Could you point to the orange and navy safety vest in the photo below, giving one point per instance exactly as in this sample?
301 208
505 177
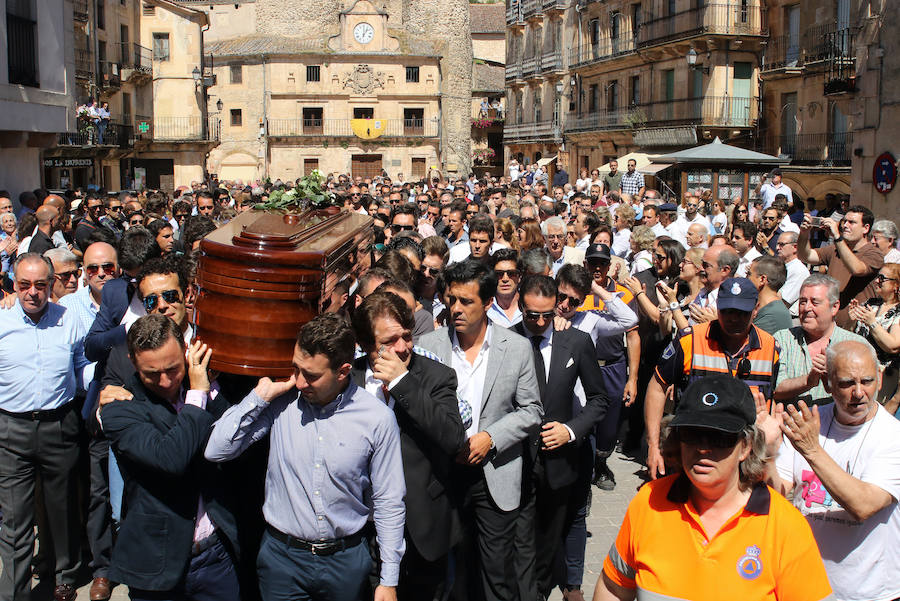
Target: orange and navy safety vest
700 354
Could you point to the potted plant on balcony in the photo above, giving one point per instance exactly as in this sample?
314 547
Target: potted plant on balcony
309 193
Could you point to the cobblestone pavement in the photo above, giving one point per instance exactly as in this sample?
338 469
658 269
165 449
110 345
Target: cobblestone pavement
607 511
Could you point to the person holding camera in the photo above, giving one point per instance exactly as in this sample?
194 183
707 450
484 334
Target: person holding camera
851 259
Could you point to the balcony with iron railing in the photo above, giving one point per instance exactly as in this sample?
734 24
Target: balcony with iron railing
583 56
828 150
713 111
538 131
179 129
390 128
732 18
119 135
551 61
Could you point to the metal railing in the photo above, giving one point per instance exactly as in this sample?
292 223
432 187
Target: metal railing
605 49
723 111
816 149
528 132
137 57
188 129
733 18
115 134
391 128
551 61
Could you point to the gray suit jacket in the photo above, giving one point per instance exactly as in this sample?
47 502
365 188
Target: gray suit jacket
510 406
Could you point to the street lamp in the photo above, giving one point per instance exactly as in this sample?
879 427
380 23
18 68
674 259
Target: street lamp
692 62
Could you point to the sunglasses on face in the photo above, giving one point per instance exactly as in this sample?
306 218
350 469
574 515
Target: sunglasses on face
536 315
708 438
65 276
502 273
25 285
94 268
573 301
151 301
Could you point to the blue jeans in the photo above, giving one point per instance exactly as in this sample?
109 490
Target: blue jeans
291 574
210 577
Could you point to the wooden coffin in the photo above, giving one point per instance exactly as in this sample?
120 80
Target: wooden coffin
265 274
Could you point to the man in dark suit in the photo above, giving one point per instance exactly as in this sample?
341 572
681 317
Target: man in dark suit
422 393
561 357
178 537
495 375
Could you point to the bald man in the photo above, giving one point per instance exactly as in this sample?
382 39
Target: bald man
48 222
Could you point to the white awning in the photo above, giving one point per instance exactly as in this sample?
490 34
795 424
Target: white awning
654 168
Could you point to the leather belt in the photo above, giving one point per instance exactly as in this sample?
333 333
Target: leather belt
46 415
324 548
199 547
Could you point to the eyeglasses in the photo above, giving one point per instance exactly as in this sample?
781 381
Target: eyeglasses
151 301
536 315
94 268
25 285
65 276
572 300
502 273
708 438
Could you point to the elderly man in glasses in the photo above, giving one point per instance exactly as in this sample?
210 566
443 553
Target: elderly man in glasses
729 344
43 362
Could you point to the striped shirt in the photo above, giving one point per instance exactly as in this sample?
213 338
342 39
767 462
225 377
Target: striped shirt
796 361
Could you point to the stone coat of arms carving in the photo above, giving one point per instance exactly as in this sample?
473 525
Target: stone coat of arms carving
363 80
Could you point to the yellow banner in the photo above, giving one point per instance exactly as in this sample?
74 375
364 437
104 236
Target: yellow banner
368 129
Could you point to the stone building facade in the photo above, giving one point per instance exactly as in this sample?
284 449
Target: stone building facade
355 87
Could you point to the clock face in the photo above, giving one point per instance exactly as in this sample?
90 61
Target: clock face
363 33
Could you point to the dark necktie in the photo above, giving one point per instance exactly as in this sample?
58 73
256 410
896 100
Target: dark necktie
539 363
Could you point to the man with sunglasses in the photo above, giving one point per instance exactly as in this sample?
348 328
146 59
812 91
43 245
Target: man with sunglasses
43 362
730 344
562 358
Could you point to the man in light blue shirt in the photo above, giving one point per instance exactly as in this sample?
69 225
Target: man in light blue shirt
334 459
42 362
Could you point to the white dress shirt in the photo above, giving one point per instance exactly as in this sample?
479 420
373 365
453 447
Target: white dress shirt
470 377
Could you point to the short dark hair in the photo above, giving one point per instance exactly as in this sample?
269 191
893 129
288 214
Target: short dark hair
136 247
380 304
473 270
151 332
195 228
164 266
868 217
774 270
482 223
330 335
747 228
577 277
542 285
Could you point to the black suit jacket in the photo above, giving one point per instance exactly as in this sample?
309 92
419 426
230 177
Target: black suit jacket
572 356
431 432
160 454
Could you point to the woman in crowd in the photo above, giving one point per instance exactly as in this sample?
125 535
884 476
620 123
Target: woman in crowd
505 234
878 320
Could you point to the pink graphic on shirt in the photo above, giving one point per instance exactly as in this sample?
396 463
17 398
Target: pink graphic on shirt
814 491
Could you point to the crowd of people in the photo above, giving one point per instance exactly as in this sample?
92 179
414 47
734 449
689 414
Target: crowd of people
452 407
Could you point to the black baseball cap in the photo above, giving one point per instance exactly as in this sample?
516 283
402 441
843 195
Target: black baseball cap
597 251
719 402
737 293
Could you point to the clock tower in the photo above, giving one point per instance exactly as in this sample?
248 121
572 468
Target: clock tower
364 29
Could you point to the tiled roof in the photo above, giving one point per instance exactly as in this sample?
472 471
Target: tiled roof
487 18
488 78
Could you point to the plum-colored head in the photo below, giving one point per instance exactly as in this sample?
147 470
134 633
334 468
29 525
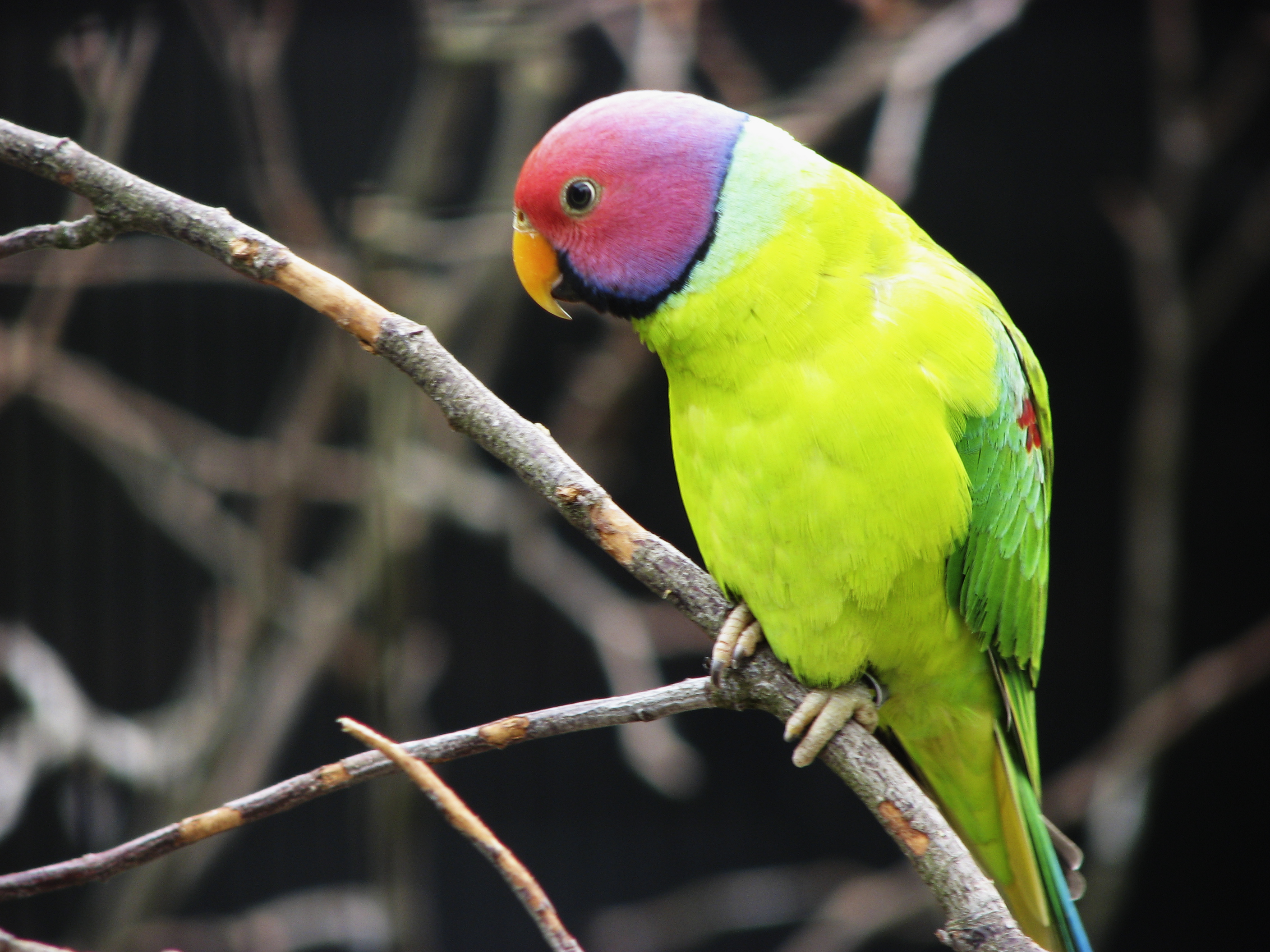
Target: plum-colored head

+---+

→ **Problem to solve**:
Leave the pictures out, and transcribe each of the records exactly.

→ **Result of this exercise**:
Could you point to the orange and navy safety vest in the photo below, giving one point per instance exactly as in this sample?
301 208
505 177
Target: orange and navy safety vest
700 354
Could you point to the potted plant on balcony in the photo above, giving one point per instance exactly as in this sample?
314 547
Target: potted plant on balcony
309 193
Could you point to the cobblestone pavement in the photo above, giving one point per instance exactly as in this sample?
338 469
658 269
165 449
110 345
Target: cobblestone pavement
607 511
Could you point to the person holding camera in the photo above, giving one point per instance exactly as in this sample?
194 183
707 450
484 334
Target: person holding camera
851 259
Could you point to the balcony with iron railing in the photo above, giving one point per instance exactly as in this sample?
734 24
Target: balcony with iron railing
583 56
828 150
713 111
538 131
179 129
390 128
732 18
119 135
551 61
Could you point to the metal railing in the photo above, giving one point per instance exactly as in this sample?
292 223
432 187
Target: metal railing
605 49
723 111
816 149
528 132
137 57
188 129
733 18
115 134
391 128
551 61
Could you point to the gray suit jacket in the photo above, giving one point per instance exactly as in this sample?
47 502
365 188
Target: gray suit jacket
510 406
Could you point to the street lamp in the photo above, giving one point per instance exactly as in this sample?
879 427
380 23
18 68
674 259
Target: street lamp
692 62
Could you point to the sunglasses on face in the photo above, giving one point per instance exactly as in this sample?
306 218
350 469
574 515
Target: sunglasses on face
536 315
708 438
65 276
502 273
25 285
94 268
573 301
151 301
Could you point to the blue jeans in the photo above, giving one point per instance exactly as in this sample?
109 490
Target: blue jeans
291 574
210 577
Could you point to the wooden coffin in the photo above, giving one point per instance exactly as in this sample?
120 80
Target: wooden coffin
265 274
Could you point to the man in dark suit in the photo above, giving one point per instance exactly as in this sample?
341 572
681 317
Target: man in dark suit
422 393
561 357
178 537
495 375
Could you point to the bald man in the photo above, giving one point per instance exactly as in this sample?
382 39
Target: bald man
48 222
Could you point to the white awning in the photo above, giving one point per instance exactly as in this sample?
490 34
795 424
Target: white awning
654 168
Could you point to the leather belt in the photo above, giving one point per instance exactly as in this sample?
333 333
Target: leather belt
46 415
324 548
199 547
Could you point to the eyeglasses in the photo above, giving one point per instance exactly as in this sample?
781 381
Target: eyeglasses
151 301
536 315
94 268
25 285
65 276
572 300
502 273
708 438
Could you point to the elderly man in glasses in the photo above, giving one point per instance exactly as in this sample?
210 566
443 553
Target: elderly man in glasses
729 344
43 362
Could you point to the striped shirt in the photo above, giving one point per instance exactly as in this sample?
213 338
342 39
767 462
225 377
Target: striped shirt
796 361
Could you point to the stone coat of arms carving in the photo above, giving one point per instance exactly as in this sample?
473 525
Target: stone coat of arms carving
363 80
Could you point to the yellow banner in the photo above, giving one point per instance exactly as in this sample?
74 375
364 437
104 236
Target: yellow banner
368 129
Could you point to the stone building facade in the photo above, giving one point per instance exactly as in this sample?
284 449
Target: stone building facade
355 87
Could you point to the clock face in the photo above, giving one point per instance exactly as in this sample?
90 61
Target: clock face
363 33
Could you point to the dark necktie in the photo above, giving one point per instance exactly as in this sample?
58 73
256 410
896 100
Target: dark necktie
539 363
Could you point to the man with sunglasses in the photo above, giving one point per instance exactly as in this sample?
348 328
146 59
812 91
43 245
Target: man with sunglasses
43 362
730 344
562 358
Could you point to the man in light blue shirt in the photo above, giving one point per instance exactly as in this sample?
69 225
Target: man in light blue shirt
334 459
42 362
Could you point to the white dress shirt in the photo above, giving one point per instance exactly as in this sample?
479 420
373 365
453 447
Target: white dress shirt
470 377
Could you point to the short dark hair in the photo above, giving one point per instance exactly as in this sample?
269 191
893 129
288 214
Target: short dark hair
136 247
380 304
473 270
151 332
195 228
164 266
868 217
774 270
482 223
330 335
747 228
577 277
542 285
Could you point to the black suit jacket in the photo above, giving one point per instance exactly as in this sample?
309 92
419 426
230 177
Target: black suit jacket
572 356
431 432
160 454
Could you point to the woman in crowd in the photo above, giving one point per instance exactly as in this sample?
125 535
884 476
620 123
Target: woman in crowd
505 234
878 320
Could you point to the pink graphic on shirt in the photo above, giving one point per instance exactly as in this sample?
396 463
17 398
Target: pink graphic on shirt
814 491
Could you point to the crowd of people in the photo above, giving one point per instance exactly as in this sample?
92 179
414 47
734 449
689 414
Target: crowd of people
452 407
Could you point to the black baseball cap in the photo above, giving one point per instance exactly as in this sample?
516 283
402 441
843 195
Target: black baseball cap
597 251
719 402
737 293
Could you point to the clock tower in the photo above, giving one point per instance exactly as in this sample?
248 121
572 468
Target: clock tower
364 29
Could you point to the tiled roof in the photo above, giving one point per instance exactly as in this sample?
472 471
Target: tiled roof
487 18
488 78
Could you point to the plum-colored head in the photo below, giving one point per instance exactly as in this sample?
147 470
134 633
334 468
29 525
Target: plum-colored head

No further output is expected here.